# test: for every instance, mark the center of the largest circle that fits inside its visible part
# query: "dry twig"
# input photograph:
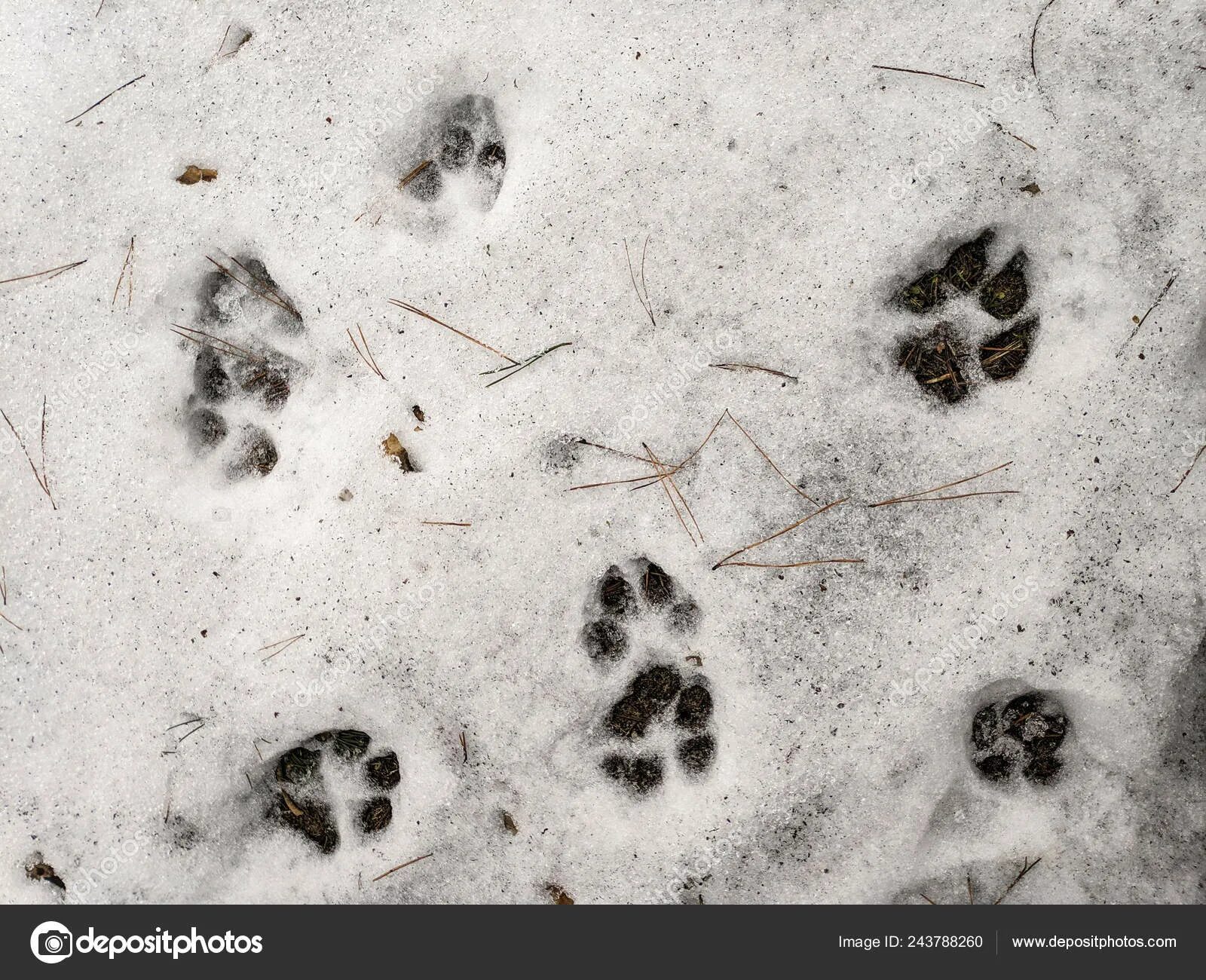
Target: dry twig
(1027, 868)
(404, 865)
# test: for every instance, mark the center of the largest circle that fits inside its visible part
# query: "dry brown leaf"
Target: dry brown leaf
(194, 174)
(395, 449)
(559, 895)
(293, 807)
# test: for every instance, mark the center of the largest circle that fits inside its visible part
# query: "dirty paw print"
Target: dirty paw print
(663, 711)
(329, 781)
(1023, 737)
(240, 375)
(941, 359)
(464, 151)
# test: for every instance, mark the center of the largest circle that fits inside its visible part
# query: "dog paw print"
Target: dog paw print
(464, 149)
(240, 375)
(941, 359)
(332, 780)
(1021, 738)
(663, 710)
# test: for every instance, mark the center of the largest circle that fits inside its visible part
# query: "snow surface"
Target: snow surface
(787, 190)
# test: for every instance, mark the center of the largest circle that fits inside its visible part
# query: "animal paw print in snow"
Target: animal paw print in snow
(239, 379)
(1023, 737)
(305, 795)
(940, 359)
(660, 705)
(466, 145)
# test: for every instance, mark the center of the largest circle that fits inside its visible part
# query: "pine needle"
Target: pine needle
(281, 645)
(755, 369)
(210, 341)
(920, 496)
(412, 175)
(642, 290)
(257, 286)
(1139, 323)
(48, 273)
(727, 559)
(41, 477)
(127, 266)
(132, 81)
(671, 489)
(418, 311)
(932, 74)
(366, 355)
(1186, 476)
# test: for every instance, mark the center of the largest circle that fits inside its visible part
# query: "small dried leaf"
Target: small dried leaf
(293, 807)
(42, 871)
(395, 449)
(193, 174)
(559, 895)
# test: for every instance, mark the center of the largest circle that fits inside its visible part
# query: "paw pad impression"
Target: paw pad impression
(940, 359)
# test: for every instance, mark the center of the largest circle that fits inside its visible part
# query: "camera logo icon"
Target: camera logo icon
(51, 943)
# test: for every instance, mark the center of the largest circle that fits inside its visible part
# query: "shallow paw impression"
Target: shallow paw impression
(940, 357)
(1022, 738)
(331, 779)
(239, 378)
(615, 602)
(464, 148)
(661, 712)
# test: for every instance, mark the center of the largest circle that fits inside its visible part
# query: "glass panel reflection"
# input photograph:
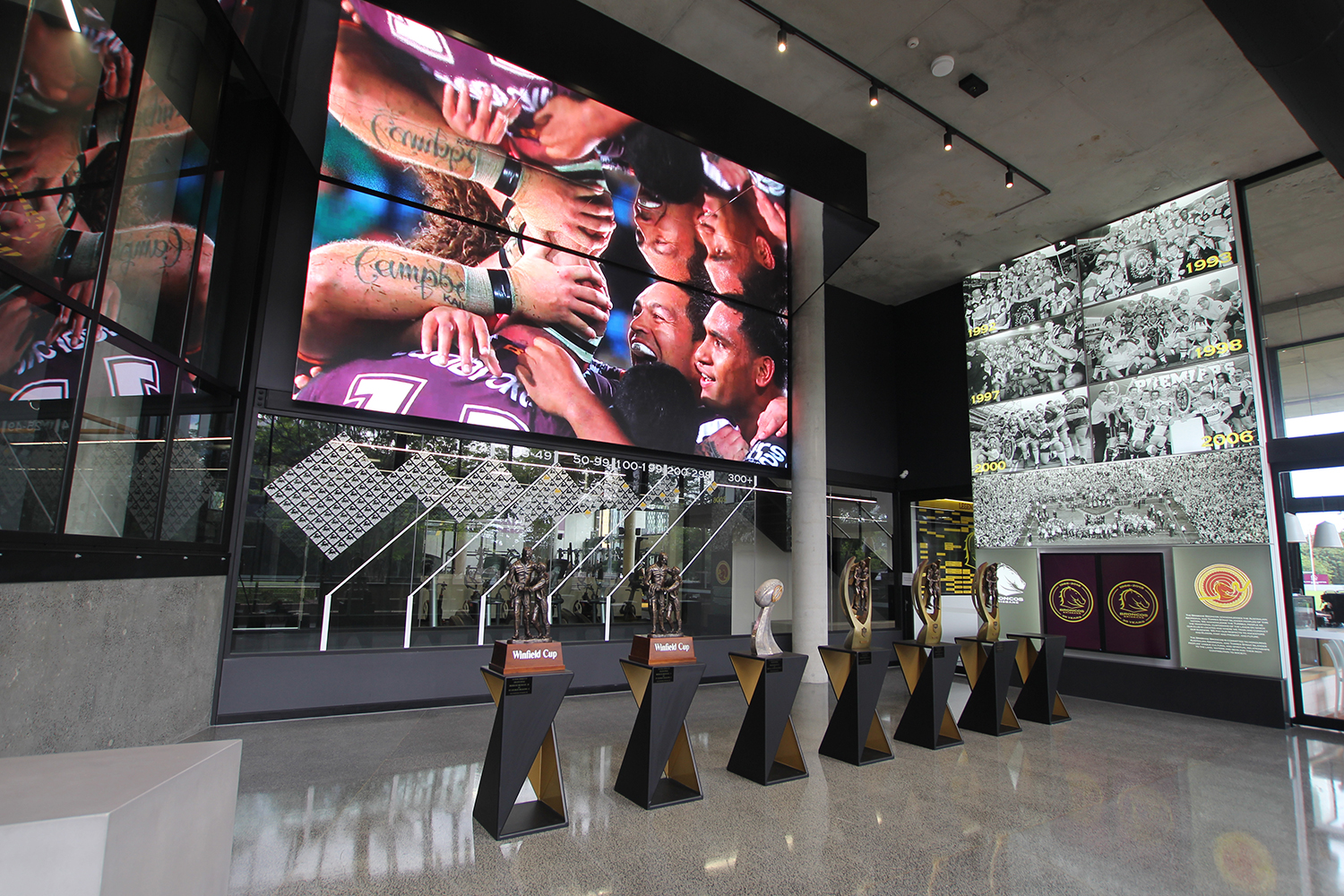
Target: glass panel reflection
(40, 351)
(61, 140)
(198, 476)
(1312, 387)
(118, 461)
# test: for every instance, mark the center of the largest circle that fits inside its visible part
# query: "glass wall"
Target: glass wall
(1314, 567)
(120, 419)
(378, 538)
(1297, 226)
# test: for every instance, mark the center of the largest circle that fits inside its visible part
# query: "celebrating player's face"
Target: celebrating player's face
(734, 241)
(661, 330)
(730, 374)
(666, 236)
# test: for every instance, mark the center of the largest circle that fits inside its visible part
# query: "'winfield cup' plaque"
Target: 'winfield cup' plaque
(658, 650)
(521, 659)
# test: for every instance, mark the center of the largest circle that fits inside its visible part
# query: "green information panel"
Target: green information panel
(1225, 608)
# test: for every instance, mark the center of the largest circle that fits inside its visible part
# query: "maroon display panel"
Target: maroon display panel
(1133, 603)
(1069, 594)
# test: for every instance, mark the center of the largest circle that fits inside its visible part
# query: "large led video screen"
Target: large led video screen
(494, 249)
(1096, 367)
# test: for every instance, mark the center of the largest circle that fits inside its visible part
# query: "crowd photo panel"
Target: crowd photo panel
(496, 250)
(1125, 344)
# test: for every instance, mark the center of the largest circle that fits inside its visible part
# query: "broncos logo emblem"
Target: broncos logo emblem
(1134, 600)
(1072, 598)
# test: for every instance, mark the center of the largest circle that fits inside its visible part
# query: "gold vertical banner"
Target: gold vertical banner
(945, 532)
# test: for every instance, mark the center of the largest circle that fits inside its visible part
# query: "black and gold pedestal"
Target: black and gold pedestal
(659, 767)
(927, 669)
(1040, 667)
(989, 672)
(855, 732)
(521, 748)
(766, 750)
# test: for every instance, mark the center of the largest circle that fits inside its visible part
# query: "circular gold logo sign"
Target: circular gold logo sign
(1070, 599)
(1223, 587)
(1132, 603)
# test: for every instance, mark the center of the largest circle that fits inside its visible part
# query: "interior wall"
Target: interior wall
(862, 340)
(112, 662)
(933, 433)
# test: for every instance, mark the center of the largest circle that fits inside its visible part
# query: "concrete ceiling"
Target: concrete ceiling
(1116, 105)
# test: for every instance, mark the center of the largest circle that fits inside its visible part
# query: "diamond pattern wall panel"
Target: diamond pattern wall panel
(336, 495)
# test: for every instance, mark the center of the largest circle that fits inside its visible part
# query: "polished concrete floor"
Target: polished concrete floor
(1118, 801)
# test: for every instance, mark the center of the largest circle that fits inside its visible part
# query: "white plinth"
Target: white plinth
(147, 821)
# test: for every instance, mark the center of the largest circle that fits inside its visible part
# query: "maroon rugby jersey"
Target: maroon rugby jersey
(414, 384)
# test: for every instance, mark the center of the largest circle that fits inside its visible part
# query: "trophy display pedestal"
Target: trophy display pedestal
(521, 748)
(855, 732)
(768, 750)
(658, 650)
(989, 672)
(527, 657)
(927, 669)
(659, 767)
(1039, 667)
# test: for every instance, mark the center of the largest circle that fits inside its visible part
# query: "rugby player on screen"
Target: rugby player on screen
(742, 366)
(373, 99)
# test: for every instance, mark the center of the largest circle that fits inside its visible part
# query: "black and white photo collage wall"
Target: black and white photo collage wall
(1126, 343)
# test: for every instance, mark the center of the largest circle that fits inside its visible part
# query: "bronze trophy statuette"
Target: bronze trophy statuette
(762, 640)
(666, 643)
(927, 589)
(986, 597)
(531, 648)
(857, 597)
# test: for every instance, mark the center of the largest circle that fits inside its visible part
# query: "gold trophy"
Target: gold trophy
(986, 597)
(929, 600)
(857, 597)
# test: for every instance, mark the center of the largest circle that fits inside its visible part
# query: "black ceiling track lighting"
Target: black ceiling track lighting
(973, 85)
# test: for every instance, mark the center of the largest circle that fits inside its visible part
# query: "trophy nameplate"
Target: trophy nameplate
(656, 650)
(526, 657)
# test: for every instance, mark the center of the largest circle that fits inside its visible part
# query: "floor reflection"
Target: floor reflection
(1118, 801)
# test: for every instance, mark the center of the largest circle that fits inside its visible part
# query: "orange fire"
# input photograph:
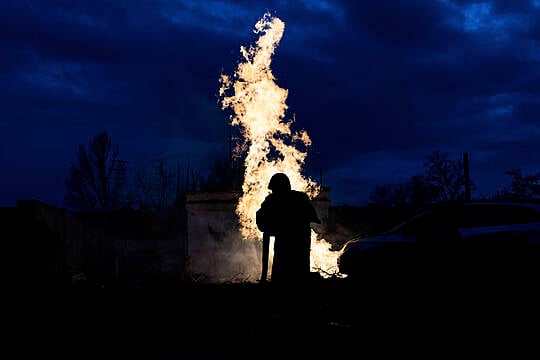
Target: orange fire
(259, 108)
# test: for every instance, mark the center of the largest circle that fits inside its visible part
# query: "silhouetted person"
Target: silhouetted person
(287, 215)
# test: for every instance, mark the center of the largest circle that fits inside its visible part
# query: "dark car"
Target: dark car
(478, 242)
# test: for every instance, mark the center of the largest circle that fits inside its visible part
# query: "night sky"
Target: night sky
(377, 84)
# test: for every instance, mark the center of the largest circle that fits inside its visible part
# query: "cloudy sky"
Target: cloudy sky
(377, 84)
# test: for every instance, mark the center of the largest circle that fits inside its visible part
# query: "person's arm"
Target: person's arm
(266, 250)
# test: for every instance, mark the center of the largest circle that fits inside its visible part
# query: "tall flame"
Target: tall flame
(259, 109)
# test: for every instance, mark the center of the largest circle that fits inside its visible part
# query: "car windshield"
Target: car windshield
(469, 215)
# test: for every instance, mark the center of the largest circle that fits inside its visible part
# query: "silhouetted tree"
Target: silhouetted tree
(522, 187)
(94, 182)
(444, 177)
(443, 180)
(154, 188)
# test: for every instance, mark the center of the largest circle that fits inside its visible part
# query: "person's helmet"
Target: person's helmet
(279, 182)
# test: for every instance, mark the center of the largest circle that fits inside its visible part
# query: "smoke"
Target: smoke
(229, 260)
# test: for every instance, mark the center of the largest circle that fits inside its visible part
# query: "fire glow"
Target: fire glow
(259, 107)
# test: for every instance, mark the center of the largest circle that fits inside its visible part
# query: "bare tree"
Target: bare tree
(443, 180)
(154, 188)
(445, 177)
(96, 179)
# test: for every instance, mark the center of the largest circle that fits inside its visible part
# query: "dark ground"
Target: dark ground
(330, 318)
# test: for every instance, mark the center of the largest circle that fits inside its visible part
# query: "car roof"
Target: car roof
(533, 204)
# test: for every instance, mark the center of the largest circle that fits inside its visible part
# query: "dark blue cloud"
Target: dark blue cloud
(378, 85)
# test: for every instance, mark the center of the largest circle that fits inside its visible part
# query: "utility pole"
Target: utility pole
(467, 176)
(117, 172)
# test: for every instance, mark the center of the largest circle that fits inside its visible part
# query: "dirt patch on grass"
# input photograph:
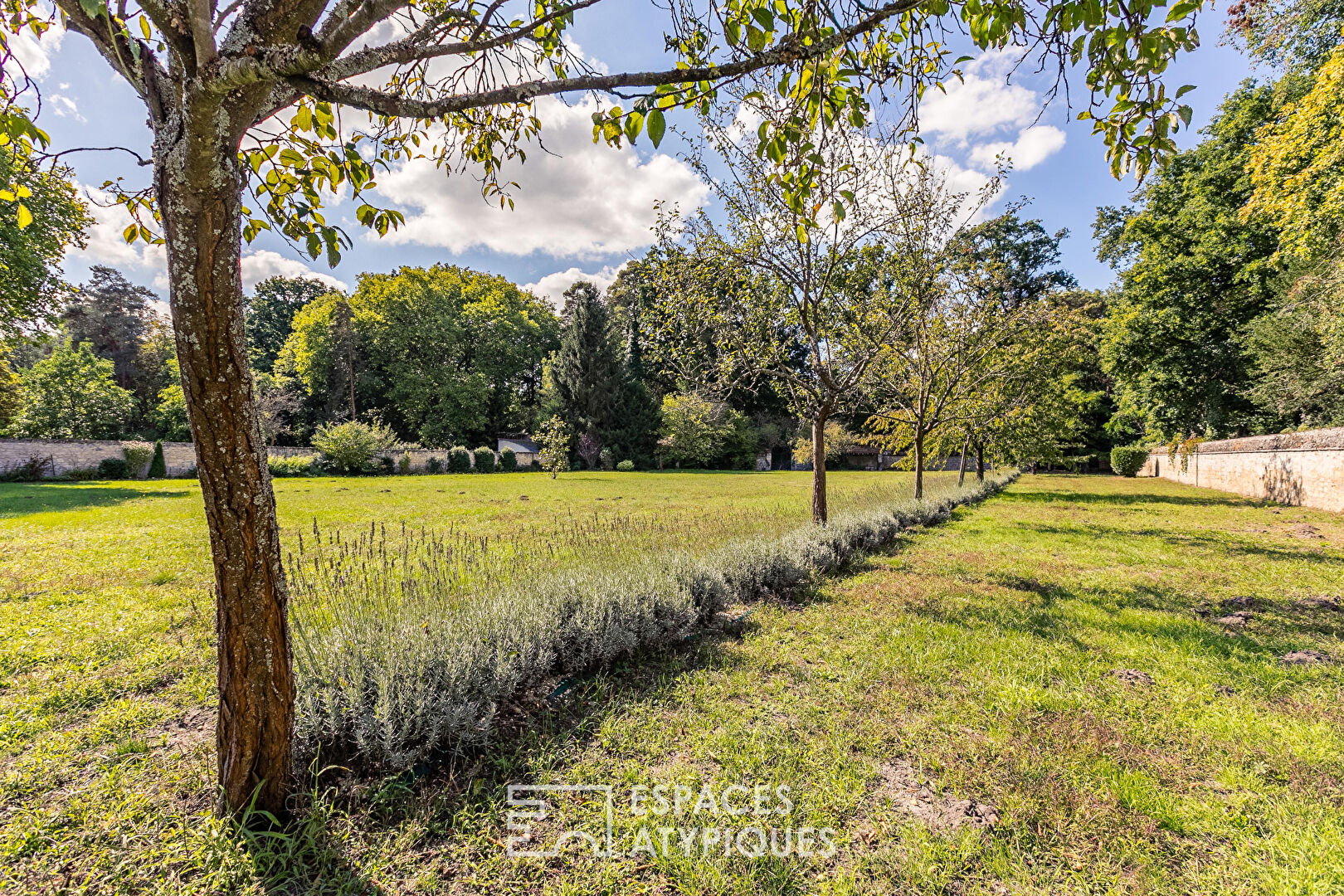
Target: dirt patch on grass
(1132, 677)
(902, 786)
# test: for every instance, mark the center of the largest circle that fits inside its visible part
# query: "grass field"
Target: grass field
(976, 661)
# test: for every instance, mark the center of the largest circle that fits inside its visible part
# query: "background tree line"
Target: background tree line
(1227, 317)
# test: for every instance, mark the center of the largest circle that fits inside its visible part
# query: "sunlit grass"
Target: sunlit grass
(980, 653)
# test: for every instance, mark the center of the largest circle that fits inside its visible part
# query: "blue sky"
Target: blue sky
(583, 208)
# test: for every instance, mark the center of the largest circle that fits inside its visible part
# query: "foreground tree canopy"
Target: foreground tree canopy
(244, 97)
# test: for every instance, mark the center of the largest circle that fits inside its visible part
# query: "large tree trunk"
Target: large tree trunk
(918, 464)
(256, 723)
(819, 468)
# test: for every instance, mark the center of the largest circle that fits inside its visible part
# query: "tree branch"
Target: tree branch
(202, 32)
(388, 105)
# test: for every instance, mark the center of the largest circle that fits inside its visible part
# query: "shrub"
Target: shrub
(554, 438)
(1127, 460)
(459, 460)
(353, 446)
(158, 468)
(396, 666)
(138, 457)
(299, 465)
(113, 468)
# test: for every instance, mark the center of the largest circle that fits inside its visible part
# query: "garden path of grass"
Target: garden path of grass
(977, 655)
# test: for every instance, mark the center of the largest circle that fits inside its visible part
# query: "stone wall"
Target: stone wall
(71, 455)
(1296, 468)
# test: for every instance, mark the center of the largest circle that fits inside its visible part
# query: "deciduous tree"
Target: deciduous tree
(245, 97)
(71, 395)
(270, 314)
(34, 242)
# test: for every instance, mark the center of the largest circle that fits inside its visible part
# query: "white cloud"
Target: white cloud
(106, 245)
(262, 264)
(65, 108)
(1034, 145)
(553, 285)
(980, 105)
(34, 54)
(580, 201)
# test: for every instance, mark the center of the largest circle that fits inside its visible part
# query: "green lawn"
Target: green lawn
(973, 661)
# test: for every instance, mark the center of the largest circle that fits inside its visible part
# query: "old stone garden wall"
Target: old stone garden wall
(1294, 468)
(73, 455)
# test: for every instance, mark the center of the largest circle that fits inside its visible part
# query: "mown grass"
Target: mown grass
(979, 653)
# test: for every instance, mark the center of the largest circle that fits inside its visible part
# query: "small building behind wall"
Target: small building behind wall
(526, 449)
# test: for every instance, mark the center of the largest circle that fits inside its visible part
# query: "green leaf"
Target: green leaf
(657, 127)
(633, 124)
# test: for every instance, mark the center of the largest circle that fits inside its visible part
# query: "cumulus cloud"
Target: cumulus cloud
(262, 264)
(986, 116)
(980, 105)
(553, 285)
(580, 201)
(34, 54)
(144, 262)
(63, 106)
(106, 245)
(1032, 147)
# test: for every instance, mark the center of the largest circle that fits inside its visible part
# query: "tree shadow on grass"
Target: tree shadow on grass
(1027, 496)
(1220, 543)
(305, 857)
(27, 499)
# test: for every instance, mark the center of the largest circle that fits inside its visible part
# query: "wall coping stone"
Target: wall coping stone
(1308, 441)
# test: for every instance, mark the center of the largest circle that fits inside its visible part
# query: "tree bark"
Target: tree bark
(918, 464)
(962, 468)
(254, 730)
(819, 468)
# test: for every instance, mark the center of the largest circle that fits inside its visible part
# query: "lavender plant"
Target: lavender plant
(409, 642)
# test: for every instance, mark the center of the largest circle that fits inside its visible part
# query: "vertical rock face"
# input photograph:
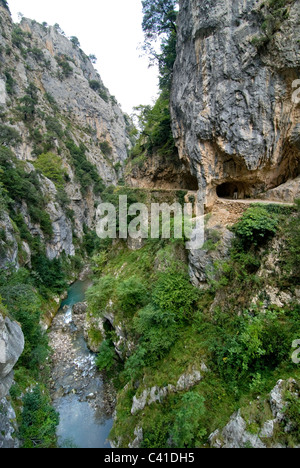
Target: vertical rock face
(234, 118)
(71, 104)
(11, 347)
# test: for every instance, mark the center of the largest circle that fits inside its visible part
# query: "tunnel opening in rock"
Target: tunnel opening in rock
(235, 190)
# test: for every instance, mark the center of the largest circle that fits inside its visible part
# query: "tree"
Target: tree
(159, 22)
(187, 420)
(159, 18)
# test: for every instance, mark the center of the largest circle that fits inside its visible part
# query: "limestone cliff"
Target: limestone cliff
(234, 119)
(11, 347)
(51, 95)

####################

→ Task to complete: Report every line of the entries above that contains the string "small". Matching is case-sensitive.

→ Solution to this task:
# query: "small dried leaf"
Target: small dried leaf
# query: "small building behind wall"
Target: small building behind wall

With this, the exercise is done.